* Passage to read
If you've made it this far, congratulations are in order for everyone: to the reader for staying attentive, and me, for writing so that other people can understand.

Back to Hemoglobin and Blood. So you have a red blood cell that looks like a flattened basketball and it's been stripped of normal cell things and is mostly just a sack full of hemoglobin blobs-- more blobs than you could count in each cell. There's some flex in the the whole 4-part blob. It's not steel or anything, it can jiggle depending on the conditions surrounding it. The presence of Oxygen on the ring site changes the shape a bit. When there's no oxygen, it's called the Tense or T-State, because that porphyrin ring is tweaked-bent a bit and it doesn't like that. But there's some help holding such a shape from other amino acids in the blob that all of a sudden are close enough to like each other a bit more and hook-up. The tense state actually doesn't like to hold oxygen as well and if it's full of oxygen (all four rings in the blob), it will dump them off. If it's semi-full it will take more or less depending on how much oxygen is in the vicinity. When partly full of oxygen and no reason to be tense, it will take all it can get. What makes hemoglobin tense? Acid. Extra H+'s. Where does this come from? The mixture of CO2 and H20 (carbon dioxide and water). When CO2, which is being cranked out by working cells (especially muscle cells), it dissolves in water: it grabs the O in water and reforms itself (sometimes with help from enzymes and other things) to make Carbonic Acid or H2CO3. It doesn't like the extra tag-along H+, so it drops it like a rock. There you have a negatively charged bicarbonate HCO3- (sodium Na+ with bicarbonate HCO3- is sodium bicarbonate, Baking Soda) and some of it decides to leave the blood cell. Well, blood cells on the whole don't like to have charge (except nerve cells) so a chloride ion comes into the party from outside the cell (there's tons of it in your blood, fluids, and everywhere). The chloride attaches to the hemoglobin at a specific spot, FURTHER stabilizing the tense state.

Lets put the whole thing together and watch a blood cell flow through your veins. Start off with it full of Oxygen. Prepped up and ready to go. It leaves your lungs (where there's lots of oxygen) and goes through your arteries, and down to your tissues, like muscle tissue. It gets there and "WHOA, what's all this carbonic acid doing here, oh no, the H+'s and Chloride Cl-'s are making me change shape and dump out all my Oxygens!! Oh man! Now I'm stuck in this lame party carrying all this dead weight extra HCO3-, H+, and Cl-, and all I wanted was my good friend Oxygen." A short while later, it gets back to your lungs, and "Hey, lots of Oxygen, and not a lot of Carbon Dioxide! Look! The HCO3- and H+'s pop back into water and carbon dioxide so that new carbon dioxide molecules can go populate the atmosphere!!" And with them gone, the oxygen flows in smoothly.

Thus, in this manner, blood drops off oxygen where it's most needed and not where it's not needed. Way cool, isn't it?!?!? What's DOUBLY SUPER amazing is that somewhere in your tons of DNA is a specific set of nucleotides arranged in the right order, to make a "code", so that when amino acids match up with the code, it spells out the right order of amino acids that they clump up into a blob the way they like and act just like hemoglobin! Why, it would be hemoglobin! How'd the code get formed?? That's a long story and took 4 billion years or so. Or at least 7 creative periods or days, whichever you prefer.

* Input data
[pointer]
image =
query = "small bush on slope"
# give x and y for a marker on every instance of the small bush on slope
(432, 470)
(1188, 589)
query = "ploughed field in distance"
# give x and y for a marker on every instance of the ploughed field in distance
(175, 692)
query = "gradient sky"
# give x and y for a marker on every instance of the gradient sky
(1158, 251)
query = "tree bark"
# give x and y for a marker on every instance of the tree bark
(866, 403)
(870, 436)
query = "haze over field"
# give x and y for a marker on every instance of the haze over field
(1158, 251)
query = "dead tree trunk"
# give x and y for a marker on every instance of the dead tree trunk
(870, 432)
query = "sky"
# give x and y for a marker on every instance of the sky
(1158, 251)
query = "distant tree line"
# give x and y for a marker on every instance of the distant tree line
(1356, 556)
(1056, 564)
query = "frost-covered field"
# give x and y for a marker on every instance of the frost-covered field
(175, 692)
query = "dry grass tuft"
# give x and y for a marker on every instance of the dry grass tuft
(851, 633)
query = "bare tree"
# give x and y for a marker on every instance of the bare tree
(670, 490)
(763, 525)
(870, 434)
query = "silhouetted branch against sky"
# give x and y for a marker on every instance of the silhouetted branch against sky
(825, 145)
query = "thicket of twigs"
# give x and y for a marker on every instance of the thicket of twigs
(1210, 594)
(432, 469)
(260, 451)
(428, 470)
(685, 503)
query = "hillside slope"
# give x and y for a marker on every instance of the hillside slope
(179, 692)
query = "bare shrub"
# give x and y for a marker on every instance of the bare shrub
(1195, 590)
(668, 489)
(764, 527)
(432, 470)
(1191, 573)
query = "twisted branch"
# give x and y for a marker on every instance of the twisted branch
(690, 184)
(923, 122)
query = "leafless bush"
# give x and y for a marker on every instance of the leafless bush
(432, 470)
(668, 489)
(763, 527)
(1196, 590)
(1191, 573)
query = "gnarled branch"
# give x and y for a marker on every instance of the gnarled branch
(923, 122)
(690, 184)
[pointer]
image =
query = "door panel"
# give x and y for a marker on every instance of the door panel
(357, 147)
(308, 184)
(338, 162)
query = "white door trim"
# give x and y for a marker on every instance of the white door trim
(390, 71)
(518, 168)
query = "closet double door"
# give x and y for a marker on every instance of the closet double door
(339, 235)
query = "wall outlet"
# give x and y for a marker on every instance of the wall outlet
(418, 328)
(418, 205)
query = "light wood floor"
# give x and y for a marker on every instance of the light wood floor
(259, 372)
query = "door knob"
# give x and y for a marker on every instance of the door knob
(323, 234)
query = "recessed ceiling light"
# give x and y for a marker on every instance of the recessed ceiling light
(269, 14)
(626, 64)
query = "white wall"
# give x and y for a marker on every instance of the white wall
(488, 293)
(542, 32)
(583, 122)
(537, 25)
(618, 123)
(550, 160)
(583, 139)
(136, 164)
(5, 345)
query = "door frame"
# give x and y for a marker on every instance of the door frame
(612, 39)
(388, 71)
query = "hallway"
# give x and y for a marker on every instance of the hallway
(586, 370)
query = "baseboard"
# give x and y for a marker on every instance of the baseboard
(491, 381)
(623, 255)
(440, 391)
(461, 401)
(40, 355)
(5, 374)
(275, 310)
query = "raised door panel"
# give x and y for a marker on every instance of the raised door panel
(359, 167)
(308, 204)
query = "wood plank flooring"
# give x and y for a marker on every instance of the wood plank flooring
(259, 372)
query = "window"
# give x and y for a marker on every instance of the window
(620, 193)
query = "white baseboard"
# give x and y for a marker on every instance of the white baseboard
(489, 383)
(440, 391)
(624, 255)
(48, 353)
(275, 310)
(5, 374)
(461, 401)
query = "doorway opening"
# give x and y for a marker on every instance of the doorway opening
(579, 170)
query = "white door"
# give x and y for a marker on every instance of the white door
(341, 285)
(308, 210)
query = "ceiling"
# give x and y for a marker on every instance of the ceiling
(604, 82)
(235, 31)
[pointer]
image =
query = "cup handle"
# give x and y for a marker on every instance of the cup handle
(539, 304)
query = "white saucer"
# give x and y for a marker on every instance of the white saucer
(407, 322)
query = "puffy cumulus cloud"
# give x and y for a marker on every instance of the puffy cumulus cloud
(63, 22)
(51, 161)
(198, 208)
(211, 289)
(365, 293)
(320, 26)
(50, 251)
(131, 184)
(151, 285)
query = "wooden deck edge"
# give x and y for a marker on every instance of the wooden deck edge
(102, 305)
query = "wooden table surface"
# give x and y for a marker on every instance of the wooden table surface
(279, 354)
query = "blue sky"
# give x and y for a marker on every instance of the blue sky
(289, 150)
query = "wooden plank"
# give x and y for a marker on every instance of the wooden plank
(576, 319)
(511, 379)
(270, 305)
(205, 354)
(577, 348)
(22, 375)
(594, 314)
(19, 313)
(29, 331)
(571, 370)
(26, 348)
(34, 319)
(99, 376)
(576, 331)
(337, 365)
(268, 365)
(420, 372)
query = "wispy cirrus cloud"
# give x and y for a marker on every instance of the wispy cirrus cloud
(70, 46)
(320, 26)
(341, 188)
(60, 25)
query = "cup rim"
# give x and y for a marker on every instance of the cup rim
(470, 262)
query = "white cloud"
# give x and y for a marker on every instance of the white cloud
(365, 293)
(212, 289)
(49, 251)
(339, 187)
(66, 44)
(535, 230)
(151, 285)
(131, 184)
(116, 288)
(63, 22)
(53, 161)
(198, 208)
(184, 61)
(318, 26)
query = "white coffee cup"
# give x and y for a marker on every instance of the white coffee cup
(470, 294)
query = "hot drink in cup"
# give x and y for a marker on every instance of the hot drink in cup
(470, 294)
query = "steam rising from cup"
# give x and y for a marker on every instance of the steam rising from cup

* Task prompt
Reproduce verbatim the stretch of the hemoglobin passage from "Lets put the" through "flows in smoothly.".

* Answer to this task
Lets put the whole thing together and watch a blood cell flow through your veins. Start off with it full of Oxygen. Prepped up and ready to go. It leaves your lungs (where there's lots of oxygen) and goes through your arteries, and down to your tissues, like muscle tissue. It gets there and "WHOA, what's all this carbonic acid doing here, oh no, the H+'s and Chloride Cl-'s are making me change shape and dump out all my Oxygens!! Oh man! Now I'm stuck in this lame party carrying all this dead weight extra HCO3-, H+, and Cl-, and all I wanted was my good friend Oxygen." A short while later, it gets back to your lungs, and "Hey, lots of Oxygen, and not a lot of Carbon Dioxide! Look! The HCO3- and H+'s pop back into water and carbon dioxide so that new carbon dioxide molecules can go populate the atmosphere!!" And with them gone, the oxygen flows in smoothly.